- [Lesetext]
───

In der Spionage-Affäre um den Bundesnachrichtendienst mangelt es bisher an Fakten – aber keineswegs an Vorwürfen und Spekulationen. Auch von Landesverrat ist die Rede.

Titelteam Stuttgarter Zeitung: Armin Käfer (kä)

Berlin - Hat der Bundesnachrichtendienst den USA bei der Spionage in Europa geholfen? Seit nunmehr zwölf Tagen treibt diese Frage die Republik um. Bisher gibt es zwar jede Menge Rücktrittsforderungen, aber keine handfesten Beweise für ein konkretes Fehlverhalten. Schon wird über eine bessere Kontrolle der Geheimdienste diskutiert. Die Aufklärung wäre vordringlich, kommt aber nur zäh voran.

 

Was ist der Kern der Affäre?

Seit zehn Jahren arbeitet der BND mit US-Geheimdiensten bei Überwachung der Telekommunikation zusammen. Die Datenströme werden nach bestimmten Suchkriterien („Selektoren“) durchkämmt. Hunderttausende solcher Suchkriterien kommen von der Nationnal Security Agency (NSA). Nicht alle von ihnen decken sich mit dem Auftragsprofil des BND. Der darf keine deutschen Bürger oder deutsche Unternehmen bespitzeln. Schon 2005 ist ihm aber offenbar aufgefallen, dass einige der NSA-Selektoren auf Ziele in Europa ausgerichtet sind. 2008 hat der BND das Bundeskanzleramt informiert, dass solche Selektoren mittels einer Filtertechnik aussortiert würden. Im Laufe der Jahre sammelten sich in der Datei der abgelehnten Suchbegriffe 40 000 Stichworte an. Nach den Enthüllungen von Edward Snowden wurde noch einmal nachkontrolliert. Dabei stießen BND-Mitarbeiter auf weitere 12 000 fragwürdige Suchbegriffe. Unklar ist bisher, wen genau die NSA im Visier hatte, ob der BND wissentlich oder aufgrund mangelhafter Kontrolle bei der US-Spionage gegen Ziele in Europa mitgewirkt hat – und ob es dabei tatsächlich um Wirtschaftsspionage ging.

Wer trägt Verantwortung?

───

- [Aufgabenstellung]
Gib aus dem Lesetext die Stelle von „Titelteam Stuttgarter Zeitung: Armin“ bis „Kern der Affäre?“ wörtlich wieder. Das Material wird für die Bearbeitung nicht benötigt.

- [Datenauszug]
───

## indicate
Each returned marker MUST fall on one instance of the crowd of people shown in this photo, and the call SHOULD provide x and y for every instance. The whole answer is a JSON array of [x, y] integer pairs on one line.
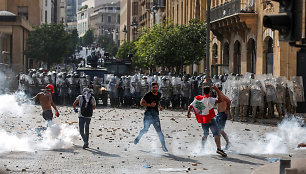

───

- [Lösung der Aufgabe]
Titelteam Stuttgarter Zeitung: Armin Käfer (kä)

Berlin - Hat der Bundesnachrichtendienst den USA bei der Spionage in Europa geholfen? Seit nunmehr zwölf Tagen treibt diese Frage die Republik um. Bisher gibt es zwar jede Menge Rücktrittsforderungen, aber keine handfesten Beweise für ein konkretes Fehlverhalten. Schon wird über eine bessere Kontrolle der Geheimdienste diskutiert. Die Aufklärung wäre vordringlich, kommt aber nur zäh voran.

 

Was ist der Kern der Affäre?